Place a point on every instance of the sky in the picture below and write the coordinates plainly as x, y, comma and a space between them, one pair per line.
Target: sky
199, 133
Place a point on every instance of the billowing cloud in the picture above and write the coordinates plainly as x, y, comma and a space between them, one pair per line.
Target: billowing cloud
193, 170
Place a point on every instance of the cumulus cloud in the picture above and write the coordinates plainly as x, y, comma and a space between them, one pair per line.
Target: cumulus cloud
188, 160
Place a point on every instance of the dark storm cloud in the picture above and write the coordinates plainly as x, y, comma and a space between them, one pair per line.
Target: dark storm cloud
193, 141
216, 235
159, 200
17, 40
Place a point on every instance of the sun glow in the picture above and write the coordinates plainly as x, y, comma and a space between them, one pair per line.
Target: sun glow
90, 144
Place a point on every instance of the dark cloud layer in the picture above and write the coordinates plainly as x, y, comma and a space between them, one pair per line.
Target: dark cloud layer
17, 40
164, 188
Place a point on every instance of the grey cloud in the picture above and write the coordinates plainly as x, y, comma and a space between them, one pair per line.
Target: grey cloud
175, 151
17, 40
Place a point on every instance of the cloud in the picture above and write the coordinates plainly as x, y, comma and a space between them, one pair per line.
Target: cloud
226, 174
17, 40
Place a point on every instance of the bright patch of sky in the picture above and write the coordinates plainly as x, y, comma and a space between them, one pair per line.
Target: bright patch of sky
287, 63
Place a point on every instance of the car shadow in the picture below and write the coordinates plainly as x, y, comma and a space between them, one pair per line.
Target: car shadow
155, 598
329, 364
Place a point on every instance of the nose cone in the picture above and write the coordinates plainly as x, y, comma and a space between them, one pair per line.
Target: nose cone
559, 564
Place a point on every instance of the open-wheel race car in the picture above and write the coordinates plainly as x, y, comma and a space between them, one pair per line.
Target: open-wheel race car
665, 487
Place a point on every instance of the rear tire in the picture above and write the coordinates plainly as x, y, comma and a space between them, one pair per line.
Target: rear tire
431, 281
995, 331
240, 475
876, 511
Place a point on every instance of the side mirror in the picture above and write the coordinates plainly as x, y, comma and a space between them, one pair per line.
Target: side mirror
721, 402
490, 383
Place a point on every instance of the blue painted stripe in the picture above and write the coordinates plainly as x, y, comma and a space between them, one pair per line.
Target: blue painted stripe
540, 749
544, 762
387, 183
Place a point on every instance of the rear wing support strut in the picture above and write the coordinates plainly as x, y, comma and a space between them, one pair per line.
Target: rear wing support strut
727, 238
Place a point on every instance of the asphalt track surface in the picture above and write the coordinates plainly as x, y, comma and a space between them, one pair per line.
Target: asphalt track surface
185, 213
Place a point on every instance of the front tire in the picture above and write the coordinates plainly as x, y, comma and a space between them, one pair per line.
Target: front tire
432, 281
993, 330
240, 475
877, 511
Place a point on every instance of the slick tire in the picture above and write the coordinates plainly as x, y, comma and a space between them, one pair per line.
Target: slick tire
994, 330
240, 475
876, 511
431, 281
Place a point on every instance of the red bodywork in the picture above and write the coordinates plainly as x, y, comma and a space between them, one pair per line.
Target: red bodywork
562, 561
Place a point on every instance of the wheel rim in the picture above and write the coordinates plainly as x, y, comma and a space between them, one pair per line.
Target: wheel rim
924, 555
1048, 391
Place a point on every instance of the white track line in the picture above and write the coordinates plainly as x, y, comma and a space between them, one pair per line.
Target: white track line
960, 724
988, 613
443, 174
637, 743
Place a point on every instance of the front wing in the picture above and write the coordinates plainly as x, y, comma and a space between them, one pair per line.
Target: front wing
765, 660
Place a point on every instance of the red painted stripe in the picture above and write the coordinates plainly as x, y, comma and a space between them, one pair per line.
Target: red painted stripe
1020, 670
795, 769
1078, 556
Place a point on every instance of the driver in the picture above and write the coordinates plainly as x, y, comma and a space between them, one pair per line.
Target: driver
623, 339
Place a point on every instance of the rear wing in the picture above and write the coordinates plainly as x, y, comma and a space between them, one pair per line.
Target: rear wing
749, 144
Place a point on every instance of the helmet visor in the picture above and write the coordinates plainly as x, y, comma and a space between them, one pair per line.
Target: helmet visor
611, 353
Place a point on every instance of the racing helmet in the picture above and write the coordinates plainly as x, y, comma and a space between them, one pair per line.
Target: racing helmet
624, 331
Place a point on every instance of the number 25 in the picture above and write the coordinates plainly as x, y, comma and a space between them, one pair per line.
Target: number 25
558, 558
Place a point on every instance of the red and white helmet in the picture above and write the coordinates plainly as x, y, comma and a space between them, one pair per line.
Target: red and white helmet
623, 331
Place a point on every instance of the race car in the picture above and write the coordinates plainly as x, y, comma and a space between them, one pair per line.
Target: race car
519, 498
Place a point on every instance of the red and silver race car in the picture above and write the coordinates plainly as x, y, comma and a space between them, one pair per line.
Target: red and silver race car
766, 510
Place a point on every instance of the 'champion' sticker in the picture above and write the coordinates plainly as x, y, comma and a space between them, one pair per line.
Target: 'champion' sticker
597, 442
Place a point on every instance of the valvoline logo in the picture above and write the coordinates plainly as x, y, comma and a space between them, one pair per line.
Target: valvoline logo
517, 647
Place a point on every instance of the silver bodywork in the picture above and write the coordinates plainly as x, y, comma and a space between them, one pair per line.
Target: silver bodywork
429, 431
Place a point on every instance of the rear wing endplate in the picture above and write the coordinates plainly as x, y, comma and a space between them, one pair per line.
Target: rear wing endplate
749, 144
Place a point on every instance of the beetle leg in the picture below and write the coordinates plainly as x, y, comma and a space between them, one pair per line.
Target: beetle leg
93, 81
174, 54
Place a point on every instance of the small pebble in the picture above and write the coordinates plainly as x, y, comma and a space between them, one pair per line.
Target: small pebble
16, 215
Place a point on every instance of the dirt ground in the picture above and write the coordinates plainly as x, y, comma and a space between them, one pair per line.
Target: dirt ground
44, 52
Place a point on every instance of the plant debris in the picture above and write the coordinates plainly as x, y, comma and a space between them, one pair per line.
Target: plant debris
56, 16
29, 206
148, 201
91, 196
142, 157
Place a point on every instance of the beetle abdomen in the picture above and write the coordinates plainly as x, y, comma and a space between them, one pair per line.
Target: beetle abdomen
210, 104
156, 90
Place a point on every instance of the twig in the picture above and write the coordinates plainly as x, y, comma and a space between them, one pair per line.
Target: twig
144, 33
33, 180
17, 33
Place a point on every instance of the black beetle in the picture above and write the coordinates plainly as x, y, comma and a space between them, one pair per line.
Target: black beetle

§ TASK PROMPT
Out of the listing above, reproduce exactly the lines from the one with "Place a point on every instance of the asphalt" up to and including the one with "Place a point on every instance of the front tire".

§ SOLUTION TO THIS PROBLEM
Place a point on every instance of the asphalt track surface in the picture above and write the coordinates plainly as x, y, comma and a space between them, one pair per line.
Target: asphalt track surface
185, 213
Place a point on every instance of the front tire in the picture above and write the coordinates plainly as x, y, comma and a space between them, one pair per line.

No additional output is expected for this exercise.